[Records from a collection]
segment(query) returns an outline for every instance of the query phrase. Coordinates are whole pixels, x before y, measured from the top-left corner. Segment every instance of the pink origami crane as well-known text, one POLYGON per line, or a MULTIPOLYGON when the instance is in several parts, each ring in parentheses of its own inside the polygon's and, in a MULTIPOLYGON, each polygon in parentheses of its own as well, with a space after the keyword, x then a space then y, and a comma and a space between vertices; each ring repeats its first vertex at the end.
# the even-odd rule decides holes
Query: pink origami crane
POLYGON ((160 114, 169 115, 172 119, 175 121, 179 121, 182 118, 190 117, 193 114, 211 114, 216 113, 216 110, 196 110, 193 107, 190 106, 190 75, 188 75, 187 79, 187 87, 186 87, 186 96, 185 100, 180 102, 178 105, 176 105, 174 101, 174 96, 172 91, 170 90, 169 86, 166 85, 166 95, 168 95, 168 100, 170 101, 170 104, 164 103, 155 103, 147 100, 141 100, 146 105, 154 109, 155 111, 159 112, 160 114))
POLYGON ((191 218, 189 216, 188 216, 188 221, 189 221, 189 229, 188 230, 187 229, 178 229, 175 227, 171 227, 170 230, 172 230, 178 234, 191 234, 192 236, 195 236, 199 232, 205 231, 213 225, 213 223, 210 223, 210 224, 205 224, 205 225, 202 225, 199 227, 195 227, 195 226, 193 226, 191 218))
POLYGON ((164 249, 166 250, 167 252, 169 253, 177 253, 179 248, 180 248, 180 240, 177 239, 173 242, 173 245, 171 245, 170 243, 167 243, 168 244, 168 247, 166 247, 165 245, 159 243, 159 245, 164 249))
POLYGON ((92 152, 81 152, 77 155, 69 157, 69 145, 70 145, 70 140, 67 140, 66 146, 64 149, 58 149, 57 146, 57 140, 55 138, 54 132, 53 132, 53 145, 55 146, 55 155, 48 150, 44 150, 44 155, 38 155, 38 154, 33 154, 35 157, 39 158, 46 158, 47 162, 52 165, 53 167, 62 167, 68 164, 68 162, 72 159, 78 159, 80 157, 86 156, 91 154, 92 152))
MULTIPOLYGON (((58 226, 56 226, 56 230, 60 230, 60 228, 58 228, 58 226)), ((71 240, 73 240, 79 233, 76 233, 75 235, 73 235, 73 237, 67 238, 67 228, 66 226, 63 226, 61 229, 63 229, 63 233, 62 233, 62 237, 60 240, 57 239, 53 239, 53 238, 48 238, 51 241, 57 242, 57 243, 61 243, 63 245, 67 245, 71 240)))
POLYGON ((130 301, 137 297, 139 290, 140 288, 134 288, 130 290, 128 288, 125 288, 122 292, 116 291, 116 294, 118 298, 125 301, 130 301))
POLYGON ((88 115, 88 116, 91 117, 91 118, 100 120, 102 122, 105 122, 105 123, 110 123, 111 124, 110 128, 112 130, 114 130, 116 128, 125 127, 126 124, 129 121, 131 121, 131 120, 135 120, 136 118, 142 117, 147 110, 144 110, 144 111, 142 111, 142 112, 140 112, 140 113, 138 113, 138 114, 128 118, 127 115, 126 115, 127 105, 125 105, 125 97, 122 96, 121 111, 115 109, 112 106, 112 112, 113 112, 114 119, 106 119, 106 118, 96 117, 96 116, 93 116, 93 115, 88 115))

■ EXERCISE REQUIREMENTS
Copy the lines from the start of the data verbatim, stopping after the line containing "# the even-odd rule decides holes".

■ EXERCISE RESPONSE
segment(query) returns an outline for every instance of the query phrase. Coordinates are whole pixels, x before y, measured from the top-left corner. Segment every instance of the pink origami crane as well-known text, one POLYGON per line, or a MULTIPOLYGON when the instance is in several parts, each ring in parentheses of its own inside the polygon's and, in a MULTIPOLYGON, each polygon in parentheses of its own as well, with a space after the keyword, x then a space then y, and a comma and a space between vertices; each ring repeats its first vertex at the end.
# the even-odd rule decides holes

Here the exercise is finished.